Stored items
▬▬▬▬▬▬
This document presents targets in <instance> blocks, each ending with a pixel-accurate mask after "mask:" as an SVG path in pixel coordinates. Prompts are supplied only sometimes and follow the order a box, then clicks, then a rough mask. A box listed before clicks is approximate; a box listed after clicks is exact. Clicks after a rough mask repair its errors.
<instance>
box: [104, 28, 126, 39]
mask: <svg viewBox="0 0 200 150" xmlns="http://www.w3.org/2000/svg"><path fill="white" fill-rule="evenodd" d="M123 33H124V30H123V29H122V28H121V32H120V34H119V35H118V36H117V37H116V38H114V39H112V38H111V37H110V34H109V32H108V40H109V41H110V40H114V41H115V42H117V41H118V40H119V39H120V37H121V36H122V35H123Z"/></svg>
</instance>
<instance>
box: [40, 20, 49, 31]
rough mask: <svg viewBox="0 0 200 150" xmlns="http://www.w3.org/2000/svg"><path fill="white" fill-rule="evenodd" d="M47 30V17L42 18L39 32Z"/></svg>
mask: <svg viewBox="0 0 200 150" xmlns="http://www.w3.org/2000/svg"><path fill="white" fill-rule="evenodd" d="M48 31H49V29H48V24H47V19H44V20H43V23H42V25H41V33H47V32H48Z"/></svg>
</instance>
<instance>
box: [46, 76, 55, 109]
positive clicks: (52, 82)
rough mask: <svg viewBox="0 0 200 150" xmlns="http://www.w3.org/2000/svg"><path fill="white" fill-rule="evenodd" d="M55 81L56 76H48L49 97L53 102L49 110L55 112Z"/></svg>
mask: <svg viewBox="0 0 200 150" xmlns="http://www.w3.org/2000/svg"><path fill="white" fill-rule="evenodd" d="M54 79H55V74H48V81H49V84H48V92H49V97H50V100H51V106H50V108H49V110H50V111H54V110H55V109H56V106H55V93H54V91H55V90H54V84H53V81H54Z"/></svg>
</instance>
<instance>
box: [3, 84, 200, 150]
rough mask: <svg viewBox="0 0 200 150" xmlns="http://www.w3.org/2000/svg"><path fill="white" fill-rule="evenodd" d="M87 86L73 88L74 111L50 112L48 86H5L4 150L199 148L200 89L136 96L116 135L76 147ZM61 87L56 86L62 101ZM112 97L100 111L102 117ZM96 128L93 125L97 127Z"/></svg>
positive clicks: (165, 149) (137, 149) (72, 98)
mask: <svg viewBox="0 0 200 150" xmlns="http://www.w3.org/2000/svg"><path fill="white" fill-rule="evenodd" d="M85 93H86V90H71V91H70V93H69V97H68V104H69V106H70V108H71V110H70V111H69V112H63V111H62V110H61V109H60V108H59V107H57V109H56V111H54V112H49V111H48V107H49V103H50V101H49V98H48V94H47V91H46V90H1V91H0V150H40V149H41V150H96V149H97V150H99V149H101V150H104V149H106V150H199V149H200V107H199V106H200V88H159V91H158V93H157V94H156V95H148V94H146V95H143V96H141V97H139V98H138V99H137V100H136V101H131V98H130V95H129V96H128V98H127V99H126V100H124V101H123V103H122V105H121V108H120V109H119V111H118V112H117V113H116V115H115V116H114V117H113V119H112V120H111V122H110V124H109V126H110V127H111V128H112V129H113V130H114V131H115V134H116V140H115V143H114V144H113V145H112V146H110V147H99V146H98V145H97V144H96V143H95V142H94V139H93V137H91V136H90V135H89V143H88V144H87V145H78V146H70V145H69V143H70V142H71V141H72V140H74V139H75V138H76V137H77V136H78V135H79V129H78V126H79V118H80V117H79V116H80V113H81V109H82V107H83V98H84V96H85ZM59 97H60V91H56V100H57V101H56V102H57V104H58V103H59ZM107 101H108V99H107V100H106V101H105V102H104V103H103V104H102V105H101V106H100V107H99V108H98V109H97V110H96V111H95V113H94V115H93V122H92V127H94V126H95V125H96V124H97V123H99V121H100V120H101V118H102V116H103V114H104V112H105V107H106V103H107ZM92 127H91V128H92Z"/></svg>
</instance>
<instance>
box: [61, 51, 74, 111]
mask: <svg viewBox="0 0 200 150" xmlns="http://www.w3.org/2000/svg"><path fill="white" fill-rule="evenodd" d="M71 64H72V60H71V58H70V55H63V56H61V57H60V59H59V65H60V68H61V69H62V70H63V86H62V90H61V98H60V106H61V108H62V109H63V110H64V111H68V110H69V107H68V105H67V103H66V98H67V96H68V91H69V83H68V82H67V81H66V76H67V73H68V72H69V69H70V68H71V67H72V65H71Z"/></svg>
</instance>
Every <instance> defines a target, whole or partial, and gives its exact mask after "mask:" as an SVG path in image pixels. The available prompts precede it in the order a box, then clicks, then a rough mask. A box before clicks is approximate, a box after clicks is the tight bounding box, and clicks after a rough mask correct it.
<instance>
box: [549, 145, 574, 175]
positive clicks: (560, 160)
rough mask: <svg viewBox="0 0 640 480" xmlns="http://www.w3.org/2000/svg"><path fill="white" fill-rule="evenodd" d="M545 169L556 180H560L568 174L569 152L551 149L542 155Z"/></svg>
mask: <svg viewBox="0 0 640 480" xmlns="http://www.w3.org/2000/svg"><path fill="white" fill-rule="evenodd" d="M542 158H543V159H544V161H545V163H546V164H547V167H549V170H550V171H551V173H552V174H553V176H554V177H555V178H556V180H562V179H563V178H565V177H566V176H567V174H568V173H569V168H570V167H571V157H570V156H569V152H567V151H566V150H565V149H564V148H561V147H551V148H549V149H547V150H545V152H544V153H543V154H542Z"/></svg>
▬▬▬▬▬▬
* _About this task_:
Please copy each line of the records above in which the word "after" can be found.

* _Result for this task_:
This document presents targets in <instance> blocks, each ending with a pixel-accurate mask after "mask:" as an SVG path in pixel coordinates. Prompts are supplied only sometimes and follow the order a box, then clicks, then a rough mask. A box listed before clicks is approximate; a box listed after clicks is exact. Clicks after a rough mask repair its errors.
Every <instance> defines a target, whole or partial, and gives its exact mask after "mask:" as an SVG path in image pixels. The available prompts precede it in the order a box, then clicks, then a rough mask. A box before clicks is approximate, a box after clicks is the tight bounding box, and clicks after a rough mask correct it.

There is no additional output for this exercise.